* Exercices à réaliser:
A) Dans l'extrait de jugement, quelle décision est invoquée pour affirmer que les Lignes directrices n'ont pas force de loi et ne lient pas les agents ?
B) Relevez toutes les décisions judiciaires citées dans l'extrait de jugement.
C) Poursuivez l'extrait de jugement sur la décision de l'agent à partir de sa dernière phrase.

* Extrait de page:
L’agent a-t-il fait erreur dans son analyse de l’installation?

 

 

[10]           Les demandeurs renvoient à Amer c. Canada (Ministre de la Citoyenneté et de l’Immigration), 2009 CF 713, 81 Imm. L.R. (3d) 278, s’appuyant sur Jamrich c. Canada (Ministre de la Citoyenneté et de l’Immigration), 2003 CFPI 804 (C.F. 1re inst.), et Raudales c. Canada (Ministre de la Citoyenneté et de l’Immigration), 2003 CFPI 385, pour étayer leur allégation selon laquelle l’agent aurait omis d’évaluer le degré de leur installation au Canada. Dans ces dossiers, l’agent avait pris une décision quant à l’installation sans prendre en compte la situation du demandeur. Il est possible d’établir une distinction entre ces décisions et la présente affaire. Dans la présente affaire, l’agent a clairement évalué les emplois des demandeurs, le bénévolat qu’ils ont fait dans le passé, leurs formations scolaires et professionnelles, de même que leurs engagements dans divers groupes communautaires. Tout bien considéré, l’agent a procédé à un examen minutieux et particulier des preuves importantes de l’installation de cette famille : Singh c. Canada, 2009 CF 1062, au paragraphe 11. Aucune erreur n’a été commise.

 

L’agent a-t-il fait erreur en omettant d’obtenir une évaluation des risques?

 

[11]           Les demandeurs affirment que, parce qu’il y avait allégation de risque, l’agent se devait d’observer les Lignes directrices et procédures de Citoyenneté et Immigration Canada (les Lignes directrices) et d’envoyer leur dossier pour un examen distinct des risques avant renvoi. Les Lignes directrices n’ont cependant pas force de loi et ne lient pas les agents : Legault c. Canada (Ministre de la Citoyenneté et de l’Immigration), 2002 CAF 125, au paragraphe 20.

 

[12]           Les faits exposés dans la présente affaire ne sont pas semblables à ceux examinés par la Cour dans John c. Canada (Ministre de la Citoyenneté et de l’Immigration), 2010 CF 85, une affaire que les demandeurs invoquaient à l’appui de leur affirmation selon laquelle l’agent aurait dû prendre en compte les Lignes directrices. Dans John, les principes qui donnaient lieu à l’application des Lignes directrices pertinentes dans cette affaire étaient clairement mentionnés dans la demande. Cela n’a pas été fait dans la présente affaire. Les demandeurs ont allégué la possibilité de grandes difficultés à surmonter concernant leur réintégration dans la communauté et le marché du travail guyaniens. Ils n’ont mentionné aucun risque personnalisé concernant leur sécurité. L’agent n’avait donc pas à obtenir une évaluation des risques.

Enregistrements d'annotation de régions
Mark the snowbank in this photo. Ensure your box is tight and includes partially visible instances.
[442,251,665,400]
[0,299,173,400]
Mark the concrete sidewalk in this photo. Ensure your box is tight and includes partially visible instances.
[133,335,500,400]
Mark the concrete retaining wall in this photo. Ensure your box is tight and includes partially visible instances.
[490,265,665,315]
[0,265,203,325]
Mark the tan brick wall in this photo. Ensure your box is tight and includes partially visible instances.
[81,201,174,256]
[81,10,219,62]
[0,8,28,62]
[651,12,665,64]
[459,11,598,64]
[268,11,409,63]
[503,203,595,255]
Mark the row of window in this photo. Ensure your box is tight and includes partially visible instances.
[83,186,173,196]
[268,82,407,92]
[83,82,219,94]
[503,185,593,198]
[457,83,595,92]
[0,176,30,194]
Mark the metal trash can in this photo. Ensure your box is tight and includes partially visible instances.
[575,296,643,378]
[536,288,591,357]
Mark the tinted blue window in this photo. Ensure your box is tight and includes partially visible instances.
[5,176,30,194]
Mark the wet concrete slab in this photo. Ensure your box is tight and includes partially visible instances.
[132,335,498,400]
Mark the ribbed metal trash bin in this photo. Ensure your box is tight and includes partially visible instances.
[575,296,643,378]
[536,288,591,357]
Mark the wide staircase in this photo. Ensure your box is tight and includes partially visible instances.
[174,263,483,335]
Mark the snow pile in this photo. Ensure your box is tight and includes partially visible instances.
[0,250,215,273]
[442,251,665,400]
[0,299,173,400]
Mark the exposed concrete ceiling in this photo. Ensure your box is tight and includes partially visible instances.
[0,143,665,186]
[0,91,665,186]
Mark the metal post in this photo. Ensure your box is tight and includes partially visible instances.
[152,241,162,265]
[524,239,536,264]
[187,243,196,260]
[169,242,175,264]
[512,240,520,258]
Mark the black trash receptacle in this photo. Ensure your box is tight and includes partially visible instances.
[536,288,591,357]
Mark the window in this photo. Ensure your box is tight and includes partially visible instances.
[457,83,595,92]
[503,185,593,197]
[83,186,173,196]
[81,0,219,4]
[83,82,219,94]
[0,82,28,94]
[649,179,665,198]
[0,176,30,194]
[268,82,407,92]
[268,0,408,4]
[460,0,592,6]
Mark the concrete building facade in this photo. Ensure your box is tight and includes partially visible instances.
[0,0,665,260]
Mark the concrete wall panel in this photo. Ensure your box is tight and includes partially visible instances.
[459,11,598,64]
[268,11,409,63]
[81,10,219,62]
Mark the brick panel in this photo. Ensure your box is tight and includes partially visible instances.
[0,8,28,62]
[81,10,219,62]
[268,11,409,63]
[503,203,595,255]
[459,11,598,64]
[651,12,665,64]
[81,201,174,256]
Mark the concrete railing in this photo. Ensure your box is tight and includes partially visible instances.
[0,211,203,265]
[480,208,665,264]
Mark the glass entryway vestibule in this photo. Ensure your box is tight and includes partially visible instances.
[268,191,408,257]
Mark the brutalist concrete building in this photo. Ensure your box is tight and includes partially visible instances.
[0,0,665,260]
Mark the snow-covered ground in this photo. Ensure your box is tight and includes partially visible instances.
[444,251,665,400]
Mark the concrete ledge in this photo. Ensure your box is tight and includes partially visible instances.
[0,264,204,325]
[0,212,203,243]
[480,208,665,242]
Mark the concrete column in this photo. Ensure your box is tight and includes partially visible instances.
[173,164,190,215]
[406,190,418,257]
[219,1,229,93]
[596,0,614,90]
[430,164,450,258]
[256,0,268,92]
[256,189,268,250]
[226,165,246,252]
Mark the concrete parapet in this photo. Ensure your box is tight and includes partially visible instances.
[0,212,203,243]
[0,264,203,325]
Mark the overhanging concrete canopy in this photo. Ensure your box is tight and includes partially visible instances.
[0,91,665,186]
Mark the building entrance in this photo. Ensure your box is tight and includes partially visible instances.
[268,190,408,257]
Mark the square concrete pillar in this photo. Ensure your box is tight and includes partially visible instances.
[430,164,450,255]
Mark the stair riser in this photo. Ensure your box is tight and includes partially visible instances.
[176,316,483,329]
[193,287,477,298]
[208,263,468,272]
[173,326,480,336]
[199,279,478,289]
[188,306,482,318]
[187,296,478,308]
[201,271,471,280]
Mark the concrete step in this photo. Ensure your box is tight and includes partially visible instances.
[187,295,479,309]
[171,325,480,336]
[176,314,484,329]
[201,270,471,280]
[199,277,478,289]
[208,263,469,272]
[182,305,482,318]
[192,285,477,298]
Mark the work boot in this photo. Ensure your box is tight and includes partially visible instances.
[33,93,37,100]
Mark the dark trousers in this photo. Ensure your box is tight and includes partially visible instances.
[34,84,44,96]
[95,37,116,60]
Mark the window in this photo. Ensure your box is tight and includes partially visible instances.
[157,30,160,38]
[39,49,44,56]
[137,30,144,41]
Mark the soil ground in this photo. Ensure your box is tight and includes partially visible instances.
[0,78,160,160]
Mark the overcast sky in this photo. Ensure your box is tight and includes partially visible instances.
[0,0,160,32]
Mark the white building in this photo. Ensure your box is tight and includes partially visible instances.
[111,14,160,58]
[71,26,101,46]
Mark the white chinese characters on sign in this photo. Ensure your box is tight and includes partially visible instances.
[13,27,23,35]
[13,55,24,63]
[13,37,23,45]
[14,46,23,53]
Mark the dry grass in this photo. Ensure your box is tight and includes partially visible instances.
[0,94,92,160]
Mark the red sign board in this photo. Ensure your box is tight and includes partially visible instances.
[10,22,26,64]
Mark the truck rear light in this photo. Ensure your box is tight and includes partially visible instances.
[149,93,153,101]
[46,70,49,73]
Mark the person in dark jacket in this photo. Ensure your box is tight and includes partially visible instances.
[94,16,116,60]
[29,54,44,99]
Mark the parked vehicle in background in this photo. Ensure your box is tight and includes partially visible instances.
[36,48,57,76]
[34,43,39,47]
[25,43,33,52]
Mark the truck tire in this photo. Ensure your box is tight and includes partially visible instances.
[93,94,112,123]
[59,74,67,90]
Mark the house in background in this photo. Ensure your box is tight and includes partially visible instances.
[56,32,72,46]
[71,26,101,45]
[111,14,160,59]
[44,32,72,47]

* Corrigé de l'exercice:
A) Legault c. Canada (Ministre de la Citoyenneté et de l'Immigration), 2002 CAF 125, au paragraphe 20.

B)
- Amer c. Canada (Ministre de la Citoyenneté et de l'Immigration), 2009 CF 713
- Jamrich c. Canada (Ministre de la Citoyenneté et de l'Immigration), 2003 CFPI 804
- Raudales c. Canada (Ministre de la Citoyenneté et de l'Immigration), 2003 CFPI 385
- Singh c. Canada, 2009 CF 1062
- Legault c. Canada (Ministre de la Citoyenneté et de l'Immigration), 2002 CAF 125
- John c. Canada (Ministre de la Citoyenneté et de l'Immigration), 2010 CF 85

C)
 

 

L’agent a-t-il fait erreur dans son évaluation de l’intérêt supérieur de l’enfant?

 

[13]           L’agent a procédé à une évaluation complète de l’intérêt supérieur de l’enfant demanderesse de même que de celui des autres filles du demandeur principal, lesquelles résident au Guyana. L’agent a apprécié la difficulté représentée par un retour au Guyana, mais a fait remarquer que l’enfant demanderesse continuerait d’avoir le soutien de ses parents si elle était renvoyée au Guyana. Elle aurait également la chance de faire la connaissance de ses trois demi-sœurs résidant toujours là-bas. Bien qu’il ait reconnu que le demandeur principal serait mieux placé pour soutenir financièrement ses filles au Guyana en travaillant au Canada, l’agent a conclu que la preuve ne démontrait pas qu’il en serait incapable s’il retournait au Guyana pour y vivre et travailler. De plus, ses filles bénéficieraient de sa présence physique.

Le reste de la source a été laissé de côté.